Only four months after declaring victory in Iraq and unveiling the ‘Road Map’ for the Middle East, the best laid plans of U.S. imperialism for the region have gone awry. Facing increased instability in Iraq and almost daily attacks on U.S. troops, the Bush administration is desperate to hold together some semblance of a “peace plan” in the Middle East.
One of the key aims of the ‘Road Map’ from the onset was to obscure the facts on the ground, and to distract from the ongoing consolidation of the Zionist colonial-settler project. The facts have included six “targeted elimination” attacks against Palestinians in the last two weeks of August, killing 15, including an 11 year-old girl. The Israeli government’s cabinet has defended these attacks as part of “all-out war” against the Hamas militant group, which claimed responsibility for an August 19 suicide bombing in Jerusalem that killed 21 people. This “all-out war” is one Israel is waging against militant factions of all stripes, and Sharon and Bush continue to pressure the Palestinian Authority to help them wage it, increasing factional tension within the Palestinian camp.
While the ‘Road Map’ has dominated international discourse and debate over the past months, the construction of a “security fence” across the West Bank has continued unabated. The fence, mind you, is electrified and up to 8 metres high in places, and is more accurately called the Apartheid wall. The wall amounts to a massive land grab by Israel, as it is being built on the Palestinian side of the ‘Green line’, the border established by Israel in 1949.
By the level of violence in recent weeks alone it would seem absurd to speak about a peace plan being implemented. The ‘Roadmap’, however, was never really intended as a “peace” plan, but rather as an imperialist plan to strengthen the strategic interests of the United States in the region and, most importantly, to end the Palestinian resistance –to quell the second Palestinian Intifada which began on September 28, 2000.
On April 30, 2003, still triumphant after the “fall of Baghdad”, the U.S. administration unveiled the ‘Road Map’, a plan endorsed by the quartet of the United States, the European Community, Russia, and the United Nations. The plan called for a “final and comprehensive settlement” to the conflict by 2005, and a Palestinian state that was to be “independent, democratic & viable”.
Much like the Oslo accords signed in 1993, the promise of statehood at some future date is being dangled, while the conditions necessary for an independent and viable state are systematically eroded. During the Oslo process, for instance, the number of illegal settlements in the West Bank and Gaza more than doubled. Similarly, in May of this year the Sharon government made a big show of tearing down a couple of scarcely populated outposts in the occupied territories, while construction continued on other fortified settlements and settler-only roads.
We should note also that this latest U.S. plan for the Middle East appeared to have broad, multi-lateral backing. During the build-up to the war on Iraq, some argued that the problem was the United States’ unilateral stance, its willingness to act alone (or with only Great Britain’s support) in implementing regime change. Having the United Nations or European Community sign-on, however, does not make an intervention progressive. Both these multi-lateral bodies are arenas in which imperial powers are dominant, and in which they fight it out for influence in global affairs. France and Russia refused to vote in the United Nations Security Council for the war on Iraq before it happened, but immediately afterwards they voted to sanction the U.S.-U.K. occupation and now propose a greater U.N.-role in occupying Iraq.

....

■ What this exercise asks
1 – In the article on the Road Map for the Middle East, on what date did the U.S. administration unveil the 'Road Map'?
2 – Carry on the article about the Road Map for the Middle East from the point where it stops.

■ Data block
....

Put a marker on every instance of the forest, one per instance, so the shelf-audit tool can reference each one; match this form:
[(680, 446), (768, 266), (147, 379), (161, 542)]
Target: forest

....

■ Results for each task
1 – April 30, 2003.

2 –
The multi-laterally endorsed Road Map for Palestine is designed to strengthen U.S. imperialism’s overall dominance in the entire region. An illustration of the imperial nature of the U.S. role in the Middle East is its presumption to determine, and one could even say invent, the Palestinian leadership. The creation of the position of Prime Minister in the Palestinian Authority’s cabinet, and the creation of Mahmoud Abbas as not only PM but as a “legitimate leader”, has been carried out for the benefit of the U.S. and Israeli governments. Abbas, or Abu Mazen as the former PLO ambassador to Moscow is also known, is to the U.S. rulers “someone they can deal with”. Abbas’ complete lack of support amongst the Palestinian people is not seen as relevant.
On September 2, Israeli Defense Minister Shaul Mofaz declared that his government had failed to do enough to marginalise PLO leader Yasser Arafat, asserting that “I believe that he [Arafat] needs to disappear from the stage of history. The state of Israel made a historic mistake by not expelling him some two years ago”. Mofaz went on to speculate as to when would be the best time to expel Arafat from Palestine for good.
Expulsion of the indigenous population from Palestine has been a cornerstone of Zionist strategy in the region for the past 55 years, since the founding of Israel in 1948 and the expulsion of close to 800 000 Palestinians. For the more than 6 million Palestinian refugees worldwide, the ‘Roadmap’ contains little in regard to their plight, only mentioning the issue as one of a number of issues to be negotiated in the later phases of the plan. Israeli politicians, from Likud “hawks” to Labor “doves”, are united in their opposition to the right of Palestinian refugees to return, since that right challenges the exclusive and racist nature of the state of Israel.
The ruling group in the United States, despite their fundamentalist ideological convictions in U.S. imperialism, are growing increasing worried about the unstable situation in Iraq. The resistance they are continuing to face in Iraq, not to mention the renewed resistance in Afghanistan, has made snuffing out the Palestinian struggle an all the more urgent objective.
For those in solidarity with struggles for self-determination everywhere, it makes all the more urgent the task of exposing the reality behind the Road Map, and continuing to advocate for fundamental human rights such as the right of Palestinian refugees to return.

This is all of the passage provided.